» **PROBLEM**
Would you output all the entries below without altering a word?

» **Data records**

%%

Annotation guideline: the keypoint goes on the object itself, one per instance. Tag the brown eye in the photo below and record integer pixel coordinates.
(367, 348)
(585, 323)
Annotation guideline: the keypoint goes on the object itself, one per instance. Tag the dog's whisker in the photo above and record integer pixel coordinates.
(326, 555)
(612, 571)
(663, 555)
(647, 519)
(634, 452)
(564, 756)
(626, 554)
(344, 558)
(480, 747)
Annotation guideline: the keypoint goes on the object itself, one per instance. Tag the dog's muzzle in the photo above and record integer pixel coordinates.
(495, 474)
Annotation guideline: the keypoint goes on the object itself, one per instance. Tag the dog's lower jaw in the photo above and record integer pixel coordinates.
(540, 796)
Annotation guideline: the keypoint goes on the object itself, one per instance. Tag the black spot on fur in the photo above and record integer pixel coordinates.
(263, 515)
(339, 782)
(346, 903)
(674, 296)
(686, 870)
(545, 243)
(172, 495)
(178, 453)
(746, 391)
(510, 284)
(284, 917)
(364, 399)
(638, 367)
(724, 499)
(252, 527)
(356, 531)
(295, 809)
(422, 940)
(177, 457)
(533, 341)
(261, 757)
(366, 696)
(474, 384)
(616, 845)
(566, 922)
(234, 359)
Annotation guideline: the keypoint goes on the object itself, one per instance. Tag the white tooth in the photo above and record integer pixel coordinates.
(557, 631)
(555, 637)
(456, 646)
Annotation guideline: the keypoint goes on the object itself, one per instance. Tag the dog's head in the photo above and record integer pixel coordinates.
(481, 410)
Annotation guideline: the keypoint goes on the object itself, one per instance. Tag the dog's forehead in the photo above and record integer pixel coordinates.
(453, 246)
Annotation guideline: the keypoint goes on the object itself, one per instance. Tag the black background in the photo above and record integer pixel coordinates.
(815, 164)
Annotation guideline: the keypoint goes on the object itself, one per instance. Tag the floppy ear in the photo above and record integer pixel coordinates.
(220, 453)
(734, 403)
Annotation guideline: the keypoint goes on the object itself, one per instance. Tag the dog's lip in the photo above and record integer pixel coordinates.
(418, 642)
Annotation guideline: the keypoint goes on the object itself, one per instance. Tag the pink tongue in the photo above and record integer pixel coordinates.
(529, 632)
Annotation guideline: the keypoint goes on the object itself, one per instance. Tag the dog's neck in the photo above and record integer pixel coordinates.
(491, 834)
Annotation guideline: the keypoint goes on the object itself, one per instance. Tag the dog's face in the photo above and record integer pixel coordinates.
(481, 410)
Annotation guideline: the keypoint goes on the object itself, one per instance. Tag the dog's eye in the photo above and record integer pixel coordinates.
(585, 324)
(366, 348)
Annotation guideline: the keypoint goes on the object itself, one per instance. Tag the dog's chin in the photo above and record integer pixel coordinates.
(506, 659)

%%

» **TASK OUTPUT**
Annotation guideline: the keypoint goes on the object itself, one per instance. Tag the brown eye in the photo below and record integer pixel coordinates.
(367, 348)
(585, 323)
Annotation guideline: the keypoint goes on the object itself, one per instance. Tag the dog's whisker in the photo above and record integer pixel coordinates.
(326, 555)
(612, 571)
(663, 555)
(647, 519)
(634, 452)
(564, 756)
(626, 554)
(344, 558)
(480, 747)
Annotation guideline: the keypoint goes on the object itself, one per instance. Tag the dog's muzzle in the photo above and record integer pixel coordinates.
(495, 474)
Annotation guideline: the keypoint goes on the object itself, one per instance. Tag the dog's lower jaw in the photo above and record integer pixel coordinates.
(540, 796)
Annotation guideline: the keypoint goes on the object itself, one per instance. Tag the black spot on fur in the photo above and record integer pixel coordinates.
(263, 515)
(339, 782)
(346, 903)
(674, 296)
(686, 870)
(545, 243)
(172, 495)
(178, 453)
(746, 391)
(510, 284)
(284, 917)
(364, 399)
(638, 367)
(724, 499)
(252, 527)
(356, 531)
(295, 809)
(422, 940)
(177, 457)
(533, 341)
(261, 757)
(366, 696)
(474, 384)
(616, 845)
(566, 922)
(234, 359)
Annotation guideline: the keypoint goes on the object itself, one per instance. Tag the white tooth in the photo above and record integer pixel coordinates.
(557, 631)
(555, 637)
(456, 646)
Annotation guideline: the keypoint goes on the object itself, one per instance. Tag the dog's head in the photo above and record integer pixel coordinates.
(481, 410)
Annotation guideline: the keypoint goes on the object itself, one per instance. Tag the dog's forehead in the photo above and record integer pixel coordinates.
(453, 246)
Annotation guideline: the keypoint goes on the object itself, one per instance. Tag the black background in the photo above and record integer pixel coordinates.
(815, 164)
Annotation guideline: the keypoint goes on the object itself, one per instance. Tag the floppy ear in the photo above and record integer pixel coordinates.
(220, 453)
(734, 403)
Annotation guideline: the keypoint goes on the object itself, one per instance. Tag the dog's lip in the photo above and record integer pixel coordinates.
(418, 642)
Annotation guideline: the keypoint goes on the object itself, one per instance. Tag the pink tongue in the photo above and record integer pixel coordinates.
(529, 632)
Annotation guideline: the keypoint goes on the object itself, one per instance. Tag the dog's neck in the photo above and record integer pixel coordinates.
(491, 834)
Annotation guideline: the keypoint goes on the object itself, one per instance. Tag the dog's face in the photo above and record integer pixel coordinates.
(481, 410)
Annotation guideline: the keypoint goes on the object itself, one per instance. Tag the dog's eye in the photo above and record integer pixel coordinates.
(585, 324)
(366, 348)
Annotation guideline: the keypoint goes on the object itself, one per instance. Tag the dog's chin in the photo above and record integer pixel coordinates.
(506, 659)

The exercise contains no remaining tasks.